((

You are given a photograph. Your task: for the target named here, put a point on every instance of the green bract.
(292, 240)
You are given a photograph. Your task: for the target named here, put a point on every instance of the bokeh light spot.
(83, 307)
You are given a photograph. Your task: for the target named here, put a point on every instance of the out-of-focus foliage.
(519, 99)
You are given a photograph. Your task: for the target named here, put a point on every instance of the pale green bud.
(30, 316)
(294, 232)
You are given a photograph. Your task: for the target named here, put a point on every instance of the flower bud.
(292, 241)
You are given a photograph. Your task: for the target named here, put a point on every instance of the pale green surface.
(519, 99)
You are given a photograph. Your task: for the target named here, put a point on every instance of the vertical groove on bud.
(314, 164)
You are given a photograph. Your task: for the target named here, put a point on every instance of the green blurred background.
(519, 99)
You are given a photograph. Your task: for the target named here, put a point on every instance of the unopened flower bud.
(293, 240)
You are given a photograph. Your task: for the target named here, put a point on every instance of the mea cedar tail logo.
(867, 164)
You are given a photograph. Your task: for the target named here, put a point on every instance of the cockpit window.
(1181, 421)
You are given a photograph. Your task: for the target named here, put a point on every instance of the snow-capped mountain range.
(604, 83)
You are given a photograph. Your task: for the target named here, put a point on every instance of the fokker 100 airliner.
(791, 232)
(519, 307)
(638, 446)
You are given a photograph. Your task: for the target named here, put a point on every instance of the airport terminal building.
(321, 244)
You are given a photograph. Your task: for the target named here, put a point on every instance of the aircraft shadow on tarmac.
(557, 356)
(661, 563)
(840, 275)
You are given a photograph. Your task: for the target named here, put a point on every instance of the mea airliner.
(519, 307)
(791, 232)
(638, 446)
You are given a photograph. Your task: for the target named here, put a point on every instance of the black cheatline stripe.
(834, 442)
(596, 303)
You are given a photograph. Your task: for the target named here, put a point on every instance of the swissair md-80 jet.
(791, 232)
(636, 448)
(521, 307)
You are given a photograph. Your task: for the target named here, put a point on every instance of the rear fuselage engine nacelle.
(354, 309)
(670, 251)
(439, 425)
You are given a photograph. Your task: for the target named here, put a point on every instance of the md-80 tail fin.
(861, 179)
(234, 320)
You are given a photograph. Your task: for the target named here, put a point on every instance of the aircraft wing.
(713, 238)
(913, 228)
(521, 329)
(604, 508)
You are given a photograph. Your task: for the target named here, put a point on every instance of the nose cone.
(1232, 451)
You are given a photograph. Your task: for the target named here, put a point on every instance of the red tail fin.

))

== Goal ==
Repeat the data exactly. Leave nothing out.

== Response to the exercise ==
You are given a photograph. Your task: for the target named here, put a point on every instance of the green bract.
(292, 240)
You are given a photograph. Your task: for the target named here, put a point on every instance of the bokeh light spot.
(83, 307)
You are given a photograph. Your task: for the target named here, put a point on every instance of the out-of-focus foliage.
(519, 99)
You are given a photograph. Your task: for the target named here, put a point on every instance of the pale green bud.
(30, 316)
(294, 232)
You are given a photograph. Your task: for the target named here, put a point on every instance of the flower bud.
(292, 241)
You are given a photograph. Your task: for the target named here, put a point on every instance of the pale green surface.
(519, 99)
You are given a photograph. Your task: for the target named here, put a point on every instance of the vertical groove on bud.
(314, 164)
You are given a photograph. Your task: for the target named here, put a point on every instance of the green blurred background.
(519, 99)
You are given a photograph. Your task: for the target named here, put a point on every instance of the unopened flower bud.
(293, 240)
You are given a photograph. Your task: for the target named here, put a point on every instance of the mea cedar tail logo.
(867, 164)
You are given a photograph. Your task: for the target named here, put a point on every instance of the cockpit window.
(1181, 421)
You are given a photograph. Your task: for the target named here, put a point on every instance of the snow-capped mountain range.
(604, 83)
You are given a photograph. Your task: for the target named here, put a point on every instance of the fokker 100 airliner.
(791, 232)
(519, 307)
(638, 446)
You are given a photograph. Your task: for the target named here, put a point on every instance of the airport terminal building.
(321, 244)
You are given a photograph. Your task: for the target named here, put a point on every instance of the aircraft shadow on tarmac.
(557, 356)
(661, 563)
(840, 275)
You are given a photograph. Your task: for the target named here, put a point on every instance of the mea airliner.
(519, 307)
(791, 232)
(638, 446)
You are given a photograph. Your task: for the target named here, put a point on every instance of the black cheatline stripe.
(834, 442)
(596, 303)
You are given a photograph. Your task: for the target named here, put a point on every instance of the swissair md-80 jet.
(791, 232)
(636, 448)
(521, 307)
You are given a photograph. Your task: for the target named here, put a point on every instance of the rear fuselage engine nacelle.
(354, 309)
(670, 251)
(439, 425)
You are given a photograph. Your task: for the target named here, put a point on every instance of the md-80 tail fin.
(861, 179)
(234, 320)
You are given a photograph. Your task: for the target named here, put a point on every instance of the aircraft wing.
(713, 238)
(913, 228)
(521, 329)
(604, 508)
You are given a photograph. Your task: for the target named here, put a point on every instance of the nose cone.
(1232, 451)
You are given a photograph. Your task: for the target named here, put a point on every instance of the red tail fin.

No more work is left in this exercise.